Volunteers step forward to help the NHS

They are the people manning the WRVS café where you can get a coffee at the end of a hard day in hospital, or the friendly voice on the hospital radio station. Volunteers make a massive contribution to improving the experience of patients in hospitals and other healthcare settings.

Now the role played by volunteers is to be recognised and more people encouraged to step forward under new links between Scottish health boards, including NHS Lothian, and Volunteer Development Scotland, the centre for excellence in volunteering .

NHS Lothian has around 1,700 volunteers working across its hospitals and healthcare centres.

Around 700 volunteer direct with NHS Lothian, while a further thousand people are connected with various organisations such as the WRVS, the British Red Cross, Breast Cancer Care, Macmillan, carers groups and the hospital radio broadcasting service, Red Dot Radio.

Heather Tierney-Moore, Director of Nursing, NHS Lothian, said: “All our volunteers bring something special to the healthcare service in Lothian. They do a brilliant job in providing lots of support including tea and coffee bars, manning information desks, driving people to appointments and socialising with patients. The range of tasks people can help with are tremendous, although it is important to realise that we would never ask volunteers to take the place of our highly-trained clinical staff in terms of providing patient care. Sometimes our volunteers talk about what they get from volunteering – such as a boost to their self esteem. I’m very clear that NHS Lothian – and our patients – gain tremendously from the services provided by our dedicated and selfless volunteer colleagues.“

Commenting on the vital contribution of volunteers to Scotland’s health service, George Thomson, Chief Executive of Volunteer Development Scotland, said:


“We are delighted to be working with our strategic partners in driving forward volunteering in Scotland’s health service. Our role will largely be to provide leadership and guidance to assist them in identifying the value and contribution of volunteering as well as ensuring the highest quality for all those participating in this integral element of the health service. We look forward to the implementation of the refreshed strategy and the future outcomes of this work.”

Stored data:
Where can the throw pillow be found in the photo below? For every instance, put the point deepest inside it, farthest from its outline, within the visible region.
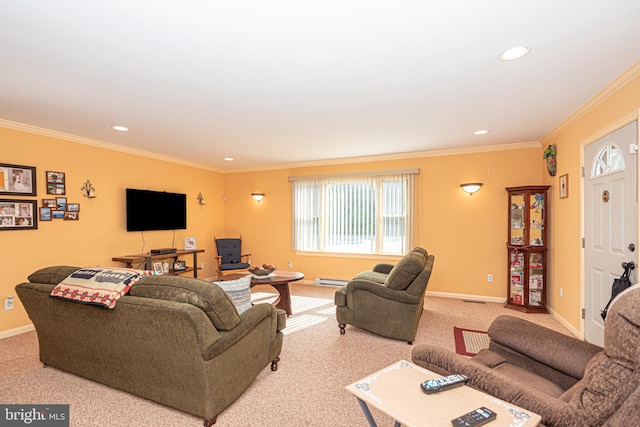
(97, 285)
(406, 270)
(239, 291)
---
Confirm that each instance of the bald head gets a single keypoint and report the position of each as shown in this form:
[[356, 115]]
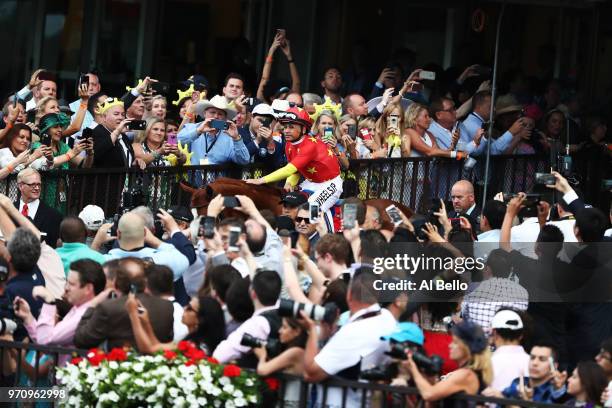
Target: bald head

Exercises:
• 1. Reproduce everything in the article on NHS volunteers above from "Around 700 volunteer" down to "Red Dot Radio.", word for word.
• 2. Summarize the article on NHS volunteers in two sentences.

Outputs in order:
• 1.
Around 700 volunteer direct with NHS Lothian, while a further thousand people are connected with various organisations such as the WRVS, the British Red Cross, Breast Cancer Care, Macmillan, carers groups and the hospital radio broadcasting service, Red Dot Radio.

• 2. NHS Lothian has around 1,700 volunteers: about 700 work directly with it, and a further thousand come through organizations such as the WRVS, the British Red Cross and the hospital radio service, Red Dot Radio. New links between Scottish health boards, including NHS Lothian, and Volunteer Development Scotland aim to recognize the role volunteers play and encourage more people to step forward.